* Required action
In the records below, find the line with "For this exercise we mark the blue jeans" and the line with "[(92, 525)]". Print both exactly, along with every line between them, and no other line.

--- --- ---

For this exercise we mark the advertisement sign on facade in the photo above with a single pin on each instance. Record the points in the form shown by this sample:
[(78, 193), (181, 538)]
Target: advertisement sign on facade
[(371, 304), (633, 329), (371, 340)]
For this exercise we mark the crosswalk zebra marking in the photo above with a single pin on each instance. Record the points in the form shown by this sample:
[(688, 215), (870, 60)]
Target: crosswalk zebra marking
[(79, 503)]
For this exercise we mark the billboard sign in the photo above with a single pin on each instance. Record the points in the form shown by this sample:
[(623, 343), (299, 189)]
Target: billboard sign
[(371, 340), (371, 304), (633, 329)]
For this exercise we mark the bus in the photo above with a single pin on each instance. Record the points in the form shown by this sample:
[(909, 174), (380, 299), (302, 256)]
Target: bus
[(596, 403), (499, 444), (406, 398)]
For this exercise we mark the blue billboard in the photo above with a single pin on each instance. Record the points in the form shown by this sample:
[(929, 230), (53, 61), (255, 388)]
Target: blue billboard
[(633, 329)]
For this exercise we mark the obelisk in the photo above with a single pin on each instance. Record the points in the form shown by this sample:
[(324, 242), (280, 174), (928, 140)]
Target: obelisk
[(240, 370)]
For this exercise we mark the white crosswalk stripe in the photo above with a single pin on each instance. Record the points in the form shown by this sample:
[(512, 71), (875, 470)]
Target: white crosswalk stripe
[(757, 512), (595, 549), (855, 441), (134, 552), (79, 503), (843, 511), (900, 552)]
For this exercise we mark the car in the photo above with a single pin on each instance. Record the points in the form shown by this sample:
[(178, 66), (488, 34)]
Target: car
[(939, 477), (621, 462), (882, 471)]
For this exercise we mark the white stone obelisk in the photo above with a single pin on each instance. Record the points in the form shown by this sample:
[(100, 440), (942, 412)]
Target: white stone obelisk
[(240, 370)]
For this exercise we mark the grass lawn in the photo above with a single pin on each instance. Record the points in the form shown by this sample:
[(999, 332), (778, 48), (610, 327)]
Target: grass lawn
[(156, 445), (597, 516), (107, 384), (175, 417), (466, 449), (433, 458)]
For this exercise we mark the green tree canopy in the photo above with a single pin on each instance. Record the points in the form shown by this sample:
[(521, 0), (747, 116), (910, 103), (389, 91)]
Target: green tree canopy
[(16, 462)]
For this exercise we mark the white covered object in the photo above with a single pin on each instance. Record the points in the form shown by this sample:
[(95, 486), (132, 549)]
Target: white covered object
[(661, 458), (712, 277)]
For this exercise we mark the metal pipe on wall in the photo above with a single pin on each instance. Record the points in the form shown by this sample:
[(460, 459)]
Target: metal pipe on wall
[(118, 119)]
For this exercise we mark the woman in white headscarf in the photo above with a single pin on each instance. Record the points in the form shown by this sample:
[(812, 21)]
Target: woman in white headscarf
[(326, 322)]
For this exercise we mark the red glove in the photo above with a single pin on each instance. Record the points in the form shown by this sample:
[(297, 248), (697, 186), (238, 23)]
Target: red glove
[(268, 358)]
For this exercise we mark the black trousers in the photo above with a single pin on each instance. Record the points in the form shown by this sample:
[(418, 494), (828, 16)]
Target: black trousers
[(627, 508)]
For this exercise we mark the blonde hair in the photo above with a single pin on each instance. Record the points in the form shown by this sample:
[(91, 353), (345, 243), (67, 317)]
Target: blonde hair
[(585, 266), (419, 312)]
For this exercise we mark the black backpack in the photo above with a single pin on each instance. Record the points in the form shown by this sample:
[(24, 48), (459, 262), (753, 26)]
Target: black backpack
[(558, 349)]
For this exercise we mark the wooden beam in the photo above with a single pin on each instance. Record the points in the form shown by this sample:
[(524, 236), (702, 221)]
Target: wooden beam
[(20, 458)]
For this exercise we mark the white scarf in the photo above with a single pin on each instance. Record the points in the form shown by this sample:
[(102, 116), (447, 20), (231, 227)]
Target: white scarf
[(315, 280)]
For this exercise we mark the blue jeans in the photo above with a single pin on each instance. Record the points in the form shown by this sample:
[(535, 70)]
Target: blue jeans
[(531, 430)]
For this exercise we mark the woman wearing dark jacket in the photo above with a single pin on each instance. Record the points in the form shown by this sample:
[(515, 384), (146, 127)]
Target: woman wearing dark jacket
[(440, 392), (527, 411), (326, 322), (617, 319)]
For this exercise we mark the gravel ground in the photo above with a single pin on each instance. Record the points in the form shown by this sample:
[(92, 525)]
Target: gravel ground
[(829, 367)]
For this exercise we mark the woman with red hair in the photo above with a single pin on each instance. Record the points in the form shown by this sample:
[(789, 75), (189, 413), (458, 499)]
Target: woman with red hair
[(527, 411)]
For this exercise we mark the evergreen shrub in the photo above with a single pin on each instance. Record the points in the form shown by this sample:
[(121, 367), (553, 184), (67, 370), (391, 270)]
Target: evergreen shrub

--- --- ---

* Answer space
For this exercise we mark the blue jeans in the photo above with a single pin on each instance. Record the points in the form shown by this sample:
[(535, 70)]
Target: blue jeans
[(531, 430)]
For this exercise we mark the woman wearing dark jacket in the photo above with a single pin on each instance. Record the points in the form shown by this sample:
[(515, 384), (146, 127)]
Target: woman wearing dark jacket
[(440, 392), (527, 411), (326, 322), (617, 319)]
For this exercise we mark the gravel ground in the photo above with a single pin on each instance. Record the points in the form shown by this sample:
[(92, 525)]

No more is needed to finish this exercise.